Can you copy, word for word, the stretch of the chapbook review post from "It goes some" through "to this story."?

SUPPLIED TEXT:
+ + + + + + +

CREAKERS by Paul Kane

Creakers front cover by Neil Williams

The latest issue of the FREE Morpheus Tales Review Supplement (#21) is now available for download (get it here), and it carries a review by Stanley Riiks of Spectral chapbook #9, Paul Kane’s Creakers. Here are a couple of choice quotes from the it:

“I didn’t think a short story could touch me, make me feel, creep me out… Kane manages to literally send shivers down your spine in this tense and disturbing tale….”

“One of the best chapbooks so far, and that’s from a truly epic collection. Stunningly good, this is Kane at his very best.”

Thanks to Stanley for such a brilliant review – please note, however, that this chapbook is now SOLD OUT!

In the same issue, you can also read the latest installment of my Ramblings of a Tattooed Head column.

More reviews soon!

The Way of the Leaves: two new reviews

The Way of the Leaves cover image

The two reviews posted below of David Tallerman’s competition-winning story, The Way of the Leaves (and reproduced with the full permission of the publishers), are both from Morpheus Tales magazine – they liked it so much the reviewed it twice. The first is by J. S. Watts:

A reviewer’s life is not always a predictable one. I chose to review David Tallerman’s The Way of the Leaves thinking it was a new novel – I’ve enjoyed his previous, full-length work. I was therefore a bit disappointed to discover it was only a thirty two page short story, but I’m pleased to say the disappointment was short-lived. It is more than just a short story. It is a very fine, award winning short story.

Published by Spectral Press in 2012, The Way of the Leaves won the Spectral Press 2012 Horror Short Story Competition. Personally, I wouldn’t describe it as horror. To me, it seems more like dark fantasy, but whatever it is in terms of genre, it is haunting, dark and lyrical: a tale of dread and foreboding and a discovery that will change two teenagers’ lives forever.

To tell you any more would be to give away the plot, but clearly, if you stumble across an ancient “place between places”, you cannot guarantee that you’ll ever fit back properly into the place you first came from.

Go and read the story for yourself – you won’t regret it.

And this second one is from Stanley Riiks:

It goes some way to showing you the sheer quality of the Spectral Press publications that when they run a competition for their eighth chapbook, they have the likes of David Tallerman (author of Giant Thief and Crown Thief, published by Angry Robot Books) entering.

I haven’t read Tallerman’s novels, but an established author with a publishing contract entering a short story competition for a small press publisher is a massive achievement for Spectral. And Spectral deserves that kind of dedicated, that kind of pull, because they are brilliant at what they do.

The eighth (only the eighth and they’ve already confirmed their reputation as one of the best British small press publishers!) magazine-style chapbook features Tallerman’s story, a story of two teenagers whose adventure ends in disaster, but that doesn’t even begin to do justice to this story.

+ + + + + + +

SUPPLIED INFORMATION:
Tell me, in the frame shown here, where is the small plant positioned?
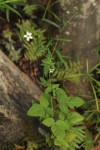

+ + + + + + +

OUTPUT:
It goes some way to showing you the sheer quality of the Spectral Press publications that when they run a competition for their eighth chapbook, they have the likes of David Tallerman (author of Giant Thief and Crown Thief, published by Angry Robot Books) entering.

I haven’t read Tallerman’s novels, but an established author with a publishing contract entering a short story competition for a small press publisher is a massive achievement for Spectral. And Spectral deserves that kind of dedicated, that kind of pull, because they are brilliant at what they do.

The eighth (only the eighth and they’ve already confirmed their reputation as one of the best British small press publishers!) magazine-style chapbook features Tallerman’s story, a story of two teenagers whose adventure ends in disaster, but that doesn’t even begin to do justice to this story.